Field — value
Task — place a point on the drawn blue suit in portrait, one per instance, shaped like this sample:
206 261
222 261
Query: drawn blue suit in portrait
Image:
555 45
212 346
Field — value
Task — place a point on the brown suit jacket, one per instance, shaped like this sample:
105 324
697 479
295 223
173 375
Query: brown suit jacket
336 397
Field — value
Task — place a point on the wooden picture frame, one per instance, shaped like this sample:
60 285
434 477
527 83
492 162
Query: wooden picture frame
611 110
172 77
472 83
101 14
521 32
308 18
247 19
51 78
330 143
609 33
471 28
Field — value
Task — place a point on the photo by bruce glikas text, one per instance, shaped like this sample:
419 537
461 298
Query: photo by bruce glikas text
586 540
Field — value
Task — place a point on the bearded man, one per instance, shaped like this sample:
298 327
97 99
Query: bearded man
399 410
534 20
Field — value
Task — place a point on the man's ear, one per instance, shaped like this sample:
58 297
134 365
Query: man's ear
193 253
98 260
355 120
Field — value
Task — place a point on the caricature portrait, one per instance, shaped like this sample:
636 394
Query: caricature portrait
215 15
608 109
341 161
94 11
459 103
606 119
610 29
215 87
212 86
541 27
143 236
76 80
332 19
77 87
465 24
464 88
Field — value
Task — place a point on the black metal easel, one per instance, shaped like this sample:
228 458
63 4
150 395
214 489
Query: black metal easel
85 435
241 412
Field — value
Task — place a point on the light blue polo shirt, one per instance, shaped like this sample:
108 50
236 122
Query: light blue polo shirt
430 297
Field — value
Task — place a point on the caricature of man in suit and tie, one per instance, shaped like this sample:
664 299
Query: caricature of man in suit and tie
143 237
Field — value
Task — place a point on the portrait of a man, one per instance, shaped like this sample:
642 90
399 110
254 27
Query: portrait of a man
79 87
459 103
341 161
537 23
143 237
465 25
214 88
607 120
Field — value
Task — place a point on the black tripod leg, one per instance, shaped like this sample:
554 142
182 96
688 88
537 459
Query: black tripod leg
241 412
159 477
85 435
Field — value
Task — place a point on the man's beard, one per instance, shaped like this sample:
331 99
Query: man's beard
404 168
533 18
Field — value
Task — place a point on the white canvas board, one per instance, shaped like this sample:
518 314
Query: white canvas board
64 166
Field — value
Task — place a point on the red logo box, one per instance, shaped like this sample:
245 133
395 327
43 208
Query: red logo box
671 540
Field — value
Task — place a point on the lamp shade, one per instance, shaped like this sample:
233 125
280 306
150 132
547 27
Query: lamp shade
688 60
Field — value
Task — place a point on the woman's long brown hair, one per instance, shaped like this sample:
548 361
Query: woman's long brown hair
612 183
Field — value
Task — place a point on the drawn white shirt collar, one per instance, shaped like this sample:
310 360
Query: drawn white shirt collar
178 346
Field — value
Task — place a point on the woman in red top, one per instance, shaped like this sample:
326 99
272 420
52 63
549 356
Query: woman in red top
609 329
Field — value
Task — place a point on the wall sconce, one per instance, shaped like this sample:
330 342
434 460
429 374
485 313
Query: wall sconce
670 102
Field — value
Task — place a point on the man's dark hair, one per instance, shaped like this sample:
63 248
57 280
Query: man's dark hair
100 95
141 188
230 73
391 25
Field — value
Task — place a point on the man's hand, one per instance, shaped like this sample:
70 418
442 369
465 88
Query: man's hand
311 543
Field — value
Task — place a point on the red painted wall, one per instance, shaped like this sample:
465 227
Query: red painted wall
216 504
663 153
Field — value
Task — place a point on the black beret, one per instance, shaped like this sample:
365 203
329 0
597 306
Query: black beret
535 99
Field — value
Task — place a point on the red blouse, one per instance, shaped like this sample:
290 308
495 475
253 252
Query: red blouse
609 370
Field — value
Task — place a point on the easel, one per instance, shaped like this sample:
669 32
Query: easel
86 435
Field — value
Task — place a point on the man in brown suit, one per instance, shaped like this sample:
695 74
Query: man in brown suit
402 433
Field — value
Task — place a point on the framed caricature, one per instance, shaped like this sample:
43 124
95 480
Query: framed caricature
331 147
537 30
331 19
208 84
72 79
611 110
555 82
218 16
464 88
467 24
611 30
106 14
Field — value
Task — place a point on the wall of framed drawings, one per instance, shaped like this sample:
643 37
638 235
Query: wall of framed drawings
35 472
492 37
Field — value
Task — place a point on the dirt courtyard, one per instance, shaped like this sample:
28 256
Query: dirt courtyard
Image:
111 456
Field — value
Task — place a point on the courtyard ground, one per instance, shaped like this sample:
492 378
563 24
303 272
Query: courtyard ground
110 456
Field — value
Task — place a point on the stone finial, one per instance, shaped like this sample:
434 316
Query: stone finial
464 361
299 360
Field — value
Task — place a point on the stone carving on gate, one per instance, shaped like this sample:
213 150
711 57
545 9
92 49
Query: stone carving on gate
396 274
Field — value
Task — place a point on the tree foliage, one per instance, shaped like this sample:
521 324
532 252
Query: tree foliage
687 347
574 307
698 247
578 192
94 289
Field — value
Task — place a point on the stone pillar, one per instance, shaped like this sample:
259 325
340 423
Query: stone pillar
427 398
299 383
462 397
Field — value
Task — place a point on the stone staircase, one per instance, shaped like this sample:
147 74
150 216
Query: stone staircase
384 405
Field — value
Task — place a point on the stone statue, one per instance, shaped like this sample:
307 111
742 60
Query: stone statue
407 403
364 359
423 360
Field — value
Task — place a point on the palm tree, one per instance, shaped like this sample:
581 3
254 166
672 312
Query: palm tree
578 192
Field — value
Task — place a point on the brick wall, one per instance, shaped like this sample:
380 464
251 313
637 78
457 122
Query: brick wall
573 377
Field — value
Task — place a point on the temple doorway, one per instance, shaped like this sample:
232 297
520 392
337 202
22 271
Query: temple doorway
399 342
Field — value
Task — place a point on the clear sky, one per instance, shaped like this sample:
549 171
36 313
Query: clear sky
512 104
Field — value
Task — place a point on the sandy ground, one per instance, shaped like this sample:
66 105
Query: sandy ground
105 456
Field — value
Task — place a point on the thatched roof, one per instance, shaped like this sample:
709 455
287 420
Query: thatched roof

Task brief: From the entries above, pick out and copy each line that contains the string "photo". Only matches with the same uppercase and lowercase letters count.

Exercise response:
Task — place a point on the photo by bruce glikas text, one per instance, shaped like this sample:
Query: photo by bruce glikas text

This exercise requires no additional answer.